▶ _FRAGMENTO SELECCIONADO_:
▬▬▬▬▬▬
El enfado que provocan las andanzas al parecer irregulares del rey emérito, es la consecuencia de una profunda decepción al menos para las generaciones que vivimos la transición a la democracia. Juan Carlos I obró con acierto como jefe de Estado colaborando en el acuerdo político con partidos hasta entonces prohibidos. Es cierto que nadie nos preguntó si queríamos recuperar la monarquía o preferíamos un régimen republicano. El monarca llegó por imposición del dictador Franco que antes de morir quiso dejar su sucesión bien atada y en la forma que le parecía más conveniente.

La Constitución salvó el escollo con la definición de monarquía parlamentaria, relegando al soberano a una jefatura de Estado representativa y dotándole de inviolabilidad con la suficiente imprecisión como para que ahora, cuando se evidencian graves problemas, surja el conflicto precisamente cuando la situación social y económica está tan comprometida.

¿Se puede ir el monarca de rositas por imperativo constitucional si, durante el tiempo de su reinado, ha estafado a Hacienda o ha obtenido comisiones de manera ilícita? Esa duda se suma al sentimiento de general irritación. Ahora cuesta entender la razón por la que España siga siendo un reino a todos los efectos, algo que en su momento se aceptó sin apenas discusión. En 1980 se jugaban otras cosas de mayor envergadura, como si conseguiríamos consolidar la democracia o superar el temor al ruido de sables que llegó a plasmarse en un intento de golpe militar. Como jefe de Estado, el anterior rey cumplió su papel y en algunos casos mereció un enorme aplauso. Su actuación en defensa de la nueva legalidad fue determinante para que el golpe de estado del 23-F de 1981 no prosperara, pero ahora su antigua imagen se tambalea peligrosamente.

Mientras las autoridades sanitarias seguían advirtiendo del preocupante repunte de contagios en la pandemia, mientras en Bruselas Pedro Sánchez se fajaba con sus colegas europeos para conseguir fondos suficientes para superar la crisis que provoca la enfermedad, aumentaban las voces críticas contra el Rey emérito y el trono. Desde el Gobierno de coalición, dos ministros de Unidas Podemos, Alberto Garzón, titular de Consumo, e Irene Montero, reprochaban el comportamiento del padre de Felipe VI. La ministra de Igualdad añadía que ve difícil separar de la Corona “los casos de la familia Borbón”.

Los ministros deberían tener cuidado en no mezclar a las personas con las instituciones y medir los tiempos. Con la que nos está cayendo, no parece oportuno iniciar ahora debates de fondo como éste. Resolvamos primero los problemas de salud y economía; dejemos trabajar a los jueces y ya veremos si hay que reformar la Carta Magna y/o abordar un cambio de régimen. Lo contrario, solo sirve para generar confusión. No es momento de cuestionar la Monarquía. Tiempo habrá.
▬▬▬▬▬▬
▶ _MATERIAL PROPORCIONADO_:
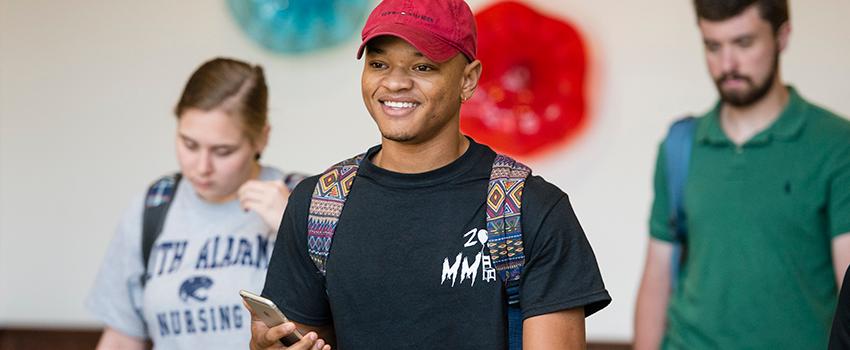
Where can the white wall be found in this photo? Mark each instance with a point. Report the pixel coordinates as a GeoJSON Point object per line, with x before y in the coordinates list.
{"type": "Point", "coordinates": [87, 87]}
▬▬▬▬▬▬
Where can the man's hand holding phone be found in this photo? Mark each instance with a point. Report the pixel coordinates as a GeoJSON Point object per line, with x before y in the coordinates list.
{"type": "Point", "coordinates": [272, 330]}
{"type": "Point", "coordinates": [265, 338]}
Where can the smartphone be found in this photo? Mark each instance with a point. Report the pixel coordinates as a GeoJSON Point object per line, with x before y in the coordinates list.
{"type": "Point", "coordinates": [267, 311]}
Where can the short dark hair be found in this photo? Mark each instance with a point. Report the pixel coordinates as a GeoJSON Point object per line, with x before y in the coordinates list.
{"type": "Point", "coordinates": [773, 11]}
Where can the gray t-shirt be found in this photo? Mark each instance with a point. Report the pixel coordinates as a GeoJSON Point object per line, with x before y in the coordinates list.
▬▬▬▬▬▬
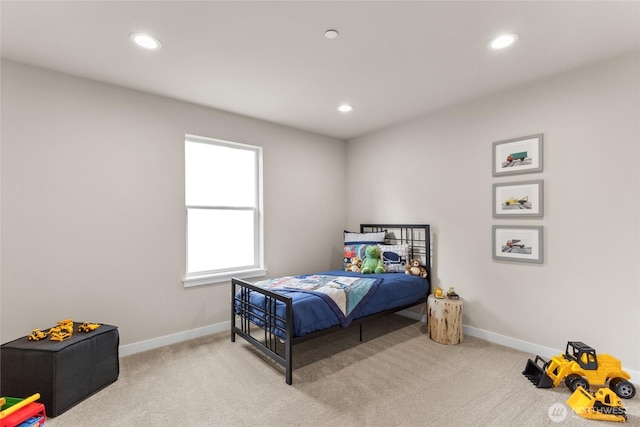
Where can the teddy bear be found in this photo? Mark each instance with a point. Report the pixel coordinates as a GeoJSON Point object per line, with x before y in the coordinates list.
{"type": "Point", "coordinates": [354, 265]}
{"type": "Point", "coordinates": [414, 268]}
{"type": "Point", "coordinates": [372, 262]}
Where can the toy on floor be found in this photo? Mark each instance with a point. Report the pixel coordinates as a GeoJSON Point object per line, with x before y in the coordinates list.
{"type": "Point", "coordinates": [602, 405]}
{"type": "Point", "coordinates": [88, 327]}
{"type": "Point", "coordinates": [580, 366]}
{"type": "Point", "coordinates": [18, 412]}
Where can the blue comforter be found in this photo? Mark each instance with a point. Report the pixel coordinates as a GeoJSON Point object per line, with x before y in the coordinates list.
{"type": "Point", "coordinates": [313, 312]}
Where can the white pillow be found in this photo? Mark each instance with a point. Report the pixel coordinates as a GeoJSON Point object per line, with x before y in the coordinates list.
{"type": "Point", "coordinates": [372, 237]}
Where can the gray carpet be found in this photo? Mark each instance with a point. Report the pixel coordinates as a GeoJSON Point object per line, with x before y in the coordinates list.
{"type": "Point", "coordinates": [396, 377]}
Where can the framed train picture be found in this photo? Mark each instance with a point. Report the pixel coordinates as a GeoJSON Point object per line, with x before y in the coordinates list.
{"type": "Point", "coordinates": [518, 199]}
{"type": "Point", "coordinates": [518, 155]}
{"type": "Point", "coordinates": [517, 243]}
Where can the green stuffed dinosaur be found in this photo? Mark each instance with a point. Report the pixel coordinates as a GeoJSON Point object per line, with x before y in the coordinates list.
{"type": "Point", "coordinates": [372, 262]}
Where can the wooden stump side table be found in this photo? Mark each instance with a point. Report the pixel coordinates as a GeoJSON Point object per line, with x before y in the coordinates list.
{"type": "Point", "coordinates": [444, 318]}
▬▬▬▬▬▬
▶ _LISTA DE TAREAS_:
1. Reescribe el pasaje del artículo sobre el rey emérito que empieza con "La Constitución salvó" y continúa hasta "está tan comprometida.", cambiando "inviolabilidad" por "inmunidad".
2. Indica si cada afirmación concuerda con el artículo sobre el rey emérito y cita las palabras exactas que lo deciden: (a) Se consultó a los ciudadanos si preferían la monarquía o una república. (b) La actuación del anterior rey fue determinante para que el golpe del 23-F no prosperara. (c) El autor considera oportuno abrir ahora el debate sobre la Monarquía.
Los registros proceden de una fuente distinta.

▶ _RESULTADOS POR TAREA_:
1.
La Constitución salvó el escollo con la definición de monarquía parlamentaria, relegando al soberano a una jefatura de Estado representativa y dotándole de inmunidad con la suficiente imprecisión como para que ahora, cuando se evidencian graves problemas, surja el conflicto precisamente cuando la situación social y económica está tan comprometida.

2.
(a) No: «nadie nos preguntó si queríamos recuperar la monarquía o preferíamos un régimen republicano».
(b) Sí: «Su actuación en defensa de la nueva legalidad fue determinante para que el golpe de estado del 23-F de 1981 no prosperara».
(c) No: «No es momento de cuestionar la Monarquía».